>> begin Task material

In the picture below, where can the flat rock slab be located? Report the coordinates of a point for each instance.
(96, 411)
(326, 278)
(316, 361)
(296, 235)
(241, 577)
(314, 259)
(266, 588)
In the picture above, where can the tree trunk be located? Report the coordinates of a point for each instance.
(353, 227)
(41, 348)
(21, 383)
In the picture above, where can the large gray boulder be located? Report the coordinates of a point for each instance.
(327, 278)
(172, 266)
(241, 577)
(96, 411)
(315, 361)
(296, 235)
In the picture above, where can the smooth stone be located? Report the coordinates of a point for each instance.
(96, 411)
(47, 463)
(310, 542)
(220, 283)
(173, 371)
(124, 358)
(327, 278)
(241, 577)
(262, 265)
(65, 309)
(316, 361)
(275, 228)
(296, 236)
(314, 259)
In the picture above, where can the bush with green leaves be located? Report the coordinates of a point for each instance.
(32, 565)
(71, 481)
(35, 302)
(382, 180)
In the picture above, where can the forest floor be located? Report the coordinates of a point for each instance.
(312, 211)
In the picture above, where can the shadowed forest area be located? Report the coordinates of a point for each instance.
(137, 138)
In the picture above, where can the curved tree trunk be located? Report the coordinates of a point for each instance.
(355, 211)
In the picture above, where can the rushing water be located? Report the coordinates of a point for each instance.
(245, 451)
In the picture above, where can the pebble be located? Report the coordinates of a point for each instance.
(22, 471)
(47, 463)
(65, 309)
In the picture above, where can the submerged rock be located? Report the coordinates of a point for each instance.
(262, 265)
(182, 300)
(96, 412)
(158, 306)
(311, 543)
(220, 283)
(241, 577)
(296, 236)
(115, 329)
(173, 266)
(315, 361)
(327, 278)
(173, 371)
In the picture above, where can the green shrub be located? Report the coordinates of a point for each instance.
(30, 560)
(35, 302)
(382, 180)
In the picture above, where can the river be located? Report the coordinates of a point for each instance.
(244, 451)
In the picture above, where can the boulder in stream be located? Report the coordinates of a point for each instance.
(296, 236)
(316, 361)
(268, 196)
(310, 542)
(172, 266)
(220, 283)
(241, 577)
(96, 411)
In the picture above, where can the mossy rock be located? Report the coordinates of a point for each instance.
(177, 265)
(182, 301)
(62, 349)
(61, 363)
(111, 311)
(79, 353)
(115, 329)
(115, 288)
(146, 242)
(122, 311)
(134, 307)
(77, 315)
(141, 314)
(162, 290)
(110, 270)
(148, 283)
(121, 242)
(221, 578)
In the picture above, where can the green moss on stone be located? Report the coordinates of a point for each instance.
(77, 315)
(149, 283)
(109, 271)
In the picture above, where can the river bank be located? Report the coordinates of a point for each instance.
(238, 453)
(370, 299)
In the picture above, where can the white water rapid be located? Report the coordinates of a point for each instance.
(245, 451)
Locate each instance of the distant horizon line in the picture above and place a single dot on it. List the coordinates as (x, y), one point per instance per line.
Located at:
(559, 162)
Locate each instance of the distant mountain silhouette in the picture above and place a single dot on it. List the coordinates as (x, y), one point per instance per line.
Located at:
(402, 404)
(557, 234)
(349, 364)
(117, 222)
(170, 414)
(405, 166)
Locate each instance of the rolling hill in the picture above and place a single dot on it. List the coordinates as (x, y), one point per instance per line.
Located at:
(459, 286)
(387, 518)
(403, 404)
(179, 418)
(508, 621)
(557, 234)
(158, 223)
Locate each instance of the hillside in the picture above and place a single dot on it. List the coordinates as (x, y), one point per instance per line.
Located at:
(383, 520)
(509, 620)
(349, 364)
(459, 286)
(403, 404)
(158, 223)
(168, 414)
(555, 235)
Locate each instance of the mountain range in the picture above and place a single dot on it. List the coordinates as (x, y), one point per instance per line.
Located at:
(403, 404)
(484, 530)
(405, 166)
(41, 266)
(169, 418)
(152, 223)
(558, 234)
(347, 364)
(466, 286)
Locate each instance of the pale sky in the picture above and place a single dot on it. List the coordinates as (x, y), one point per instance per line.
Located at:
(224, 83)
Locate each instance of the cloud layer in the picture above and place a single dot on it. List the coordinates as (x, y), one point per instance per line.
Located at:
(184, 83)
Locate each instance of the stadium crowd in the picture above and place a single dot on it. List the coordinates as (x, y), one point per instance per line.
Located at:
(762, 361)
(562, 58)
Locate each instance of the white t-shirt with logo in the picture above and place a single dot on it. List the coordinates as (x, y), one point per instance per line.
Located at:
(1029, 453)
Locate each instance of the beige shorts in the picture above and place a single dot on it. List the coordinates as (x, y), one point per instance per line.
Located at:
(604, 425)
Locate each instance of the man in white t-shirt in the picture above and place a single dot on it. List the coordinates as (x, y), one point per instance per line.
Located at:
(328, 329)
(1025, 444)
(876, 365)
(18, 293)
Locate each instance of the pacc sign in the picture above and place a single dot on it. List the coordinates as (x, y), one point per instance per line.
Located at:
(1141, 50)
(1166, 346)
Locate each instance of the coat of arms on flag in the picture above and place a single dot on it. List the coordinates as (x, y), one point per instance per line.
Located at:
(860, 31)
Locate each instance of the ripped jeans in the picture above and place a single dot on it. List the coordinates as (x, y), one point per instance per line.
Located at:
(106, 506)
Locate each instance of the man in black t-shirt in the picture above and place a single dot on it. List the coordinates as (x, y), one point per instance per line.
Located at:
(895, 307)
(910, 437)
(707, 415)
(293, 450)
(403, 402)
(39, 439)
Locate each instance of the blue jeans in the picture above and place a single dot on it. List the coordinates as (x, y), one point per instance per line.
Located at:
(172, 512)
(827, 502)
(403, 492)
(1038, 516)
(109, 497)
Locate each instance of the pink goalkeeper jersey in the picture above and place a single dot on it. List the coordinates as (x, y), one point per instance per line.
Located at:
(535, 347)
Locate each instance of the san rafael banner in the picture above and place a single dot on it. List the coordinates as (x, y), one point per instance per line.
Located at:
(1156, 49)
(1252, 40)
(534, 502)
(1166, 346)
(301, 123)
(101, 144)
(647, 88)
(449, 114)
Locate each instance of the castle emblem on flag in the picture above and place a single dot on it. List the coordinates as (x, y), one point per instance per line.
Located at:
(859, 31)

>> end Task material

The listing above should be transcribed in full, exactly as written.

In the picture below, where can the flat rock slab be located? Report the coordinates of a point for each instance.
(96, 411)
(326, 278)
(316, 361)
(296, 235)
(241, 577)
(314, 259)
(266, 588)
In the picture above, where can the tree trunk be located? Report the coordinates of a point for each instance.
(353, 227)
(41, 348)
(21, 383)
In the picture above, where can the large gray boulder be located? Report the coordinates of a point for each instance.
(327, 278)
(172, 266)
(241, 577)
(96, 411)
(315, 361)
(296, 235)
In the picture above, where can the smooth stone be located? Report the coordinates of a point for each instance.
(96, 411)
(47, 463)
(310, 542)
(220, 283)
(173, 371)
(124, 358)
(327, 278)
(241, 577)
(262, 265)
(65, 309)
(316, 361)
(275, 228)
(296, 236)
(314, 259)
In the picture above, where can the bush with green leaves be located? Report the coordinates of a point for each instance.
(32, 565)
(71, 481)
(35, 302)
(382, 180)
In the picture above, where can the forest floor be located? Report the coordinates of a point for each instance.
(312, 211)
In the picture above, where can the shadowed forest area be located? Report the coordinates of a point for each instance.
(137, 138)
In the picture above, where can the curved tree trunk be located? Report the coordinates of a point for each instance.
(355, 211)
In the picture above, where can the rushing water be located? Report the coordinates of a point for each instance.
(245, 451)
In the picture above, where can the pebble be located? Report the coordinates of a point for each instance.
(22, 471)
(47, 463)
(65, 309)
In the picture above, where can the submerged rock be located? Report the coordinates of a point for each instance.
(262, 265)
(182, 300)
(96, 412)
(158, 306)
(311, 543)
(220, 283)
(241, 577)
(296, 236)
(115, 329)
(173, 266)
(315, 361)
(327, 278)
(173, 371)
In the picture above, where can the green shrub be located? Report the coordinates of a point for each instance.
(30, 560)
(35, 302)
(382, 180)
In the picture above, where can the river be located? Report the coordinates of a point for each instance.
(244, 451)
In the picture above, where can the boulder in stream be located? Report the coordinates of a point for each instance.
(296, 236)
(316, 361)
(268, 196)
(310, 542)
(172, 266)
(220, 283)
(241, 577)
(96, 411)
In the picture above, where can the mossy rock be located? Report the coordinates of a point for each instance.
(177, 265)
(182, 301)
(62, 349)
(61, 363)
(111, 311)
(79, 353)
(115, 329)
(115, 288)
(146, 242)
(122, 311)
(134, 307)
(77, 315)
(141, 314)
(162, 290)
(110, 270)
(148, 283)
(121, 242)
(221, 578)
In the picture above, where can the green moss on stone be located? Report the coordinates of a point for each instance.
(77, 315)
(149, 283)
(109, 271)
In the picture above, where can the river bank be located? Report the coordinates of a point for each instance.
(238, 453)
(370, 299)
In the picture above, where can the white water rapid be located? Report the coordinates of a point for each instance.
(245, 451)
Locate each instance of the distant horizon line in the picture above and place a single dot on it. List the coordinates as (x, y), one point per instance per line.
Located at:
(559, 162)
Locate each instance of the distant mountain silhouette in the picture above and place a single dot on it. List the coordinates as (x, y), one point per instance per line.
Located at:
(402, 404)
(557, 234)
(349, 364)
(117, 222)
(170, 414)
(405, 166)
Locate each instance of the rolling hill in the picture above and place a single dot on it. List the coordinates as (x, y), one point per instance per line.
Located at:
(459, 286)
(387, 518)
(403, 404)
(179, 418)
(508, 621)
(557, 234)
(158, 223)
Locate each instance of the hillside in the picture above and place a single dot on it. List the coordinates as (x, y), one point per instance per line.
Located at:
(383, 520)
(509, 620)
(349, 364)
(459, 286)
(403, 404)
(158, 223)
(168, 414)
(555, 235)
Locate each instance of the mountain range in the picture above and place a single dot on it. List the coordinates as (x, y), one point per instance per line.
Located at:
(403, 404)
(484, 530)
(405, 166)
(41, 266)
(169, 418)
(152, 223)
(558, 234)
(347, 364)
(466, 286)
Locate each instance of the pale sky in the picture above and place a single dot on it. List the coordinates as (x, y), one point per instance per line.
Located at:
(224, 83)
Locate each instance of the cloud layer in the picture above and place a single dot on it. List the coordinates as (x, y), one point per instance per line.
Located at:
(184, 83)
Locate each instance of the stadium crowd in the picture above and place a single dot on it. List the coordinates as (x, y), one point per instance per line.
Located at:
(762, 361)
(562, 58)
Locate each instance of the white t-shirt with logo in the picture above and place a single dot on it. List the coordinates as (x, y), one point per instance per line.
Located at:
(1029, 453)
Locate each instance of the beige shorts in the picture above and place a single dot on it. List the coordinates as (x, y), one point per instance per line.
Located at:
(604, 425)
Locate each instance of the man in white t-shirt in the picture above and place a single dot on it. List the coordinates as (x, y), one point per instance per line.
Located at:
(328, 329)
(1025, 444)
(876, 365)
(18, 293)
Locate each instance of the pacc sign in the picture above and place a single dot on it. List the coordinates as (x, y), one point per instance per line.
Located at:
(1141, 50)
(1166, 346)
Locate each instance of the coat of arms on flag in the picture above and place a single dot on it. List the coordinates as (x, y), one point per instance per line.
Located at:
(860, 31)
Locate each instance of the ripped jeans in the picture above and place a single dot on it. List the coordinates as (x, y), one point per instance per line.
Located at:
(106, 506)
Locate each instance of the man in black t-shirt in the picture above and place a single dot on it. List the coordinates as (x, y), one point per instance per line.
Located at:
(895, 307)
(910, 437)
(707, 415)
(293, 450)
(403, 402)
(39, 439)
Locate each instance of the blue jeans in the picture above and place a single dot on it. List the coordinates as (x, y), one point per instance per line.
Located at:
(172, 512)
(827, 502)
(403, 492)
(1038, 516)
(109, 497)
Locate each instance of the pink goalkeeper jersey in the picture above and place a single dot on it. List the coordinates as (x, y), one point per instance per line.
Located at:
(535, 347)
Locate each instance of the san rafael banner in the picture above and place a single dot on it. List the coordinates as (x, y), one point per instance per line.
Located at:
(1156, 49)
(1252, 40)
(534, 502)
(1166, 346)
(301, 123)
(101, 144)
(647, 88)
(449, 114)
Locate each instance of the castle emblem on flag in the picture above and place a single dot on it. List the coordinates as (x, y), one point per instance per line.
Located at:
(859, 31)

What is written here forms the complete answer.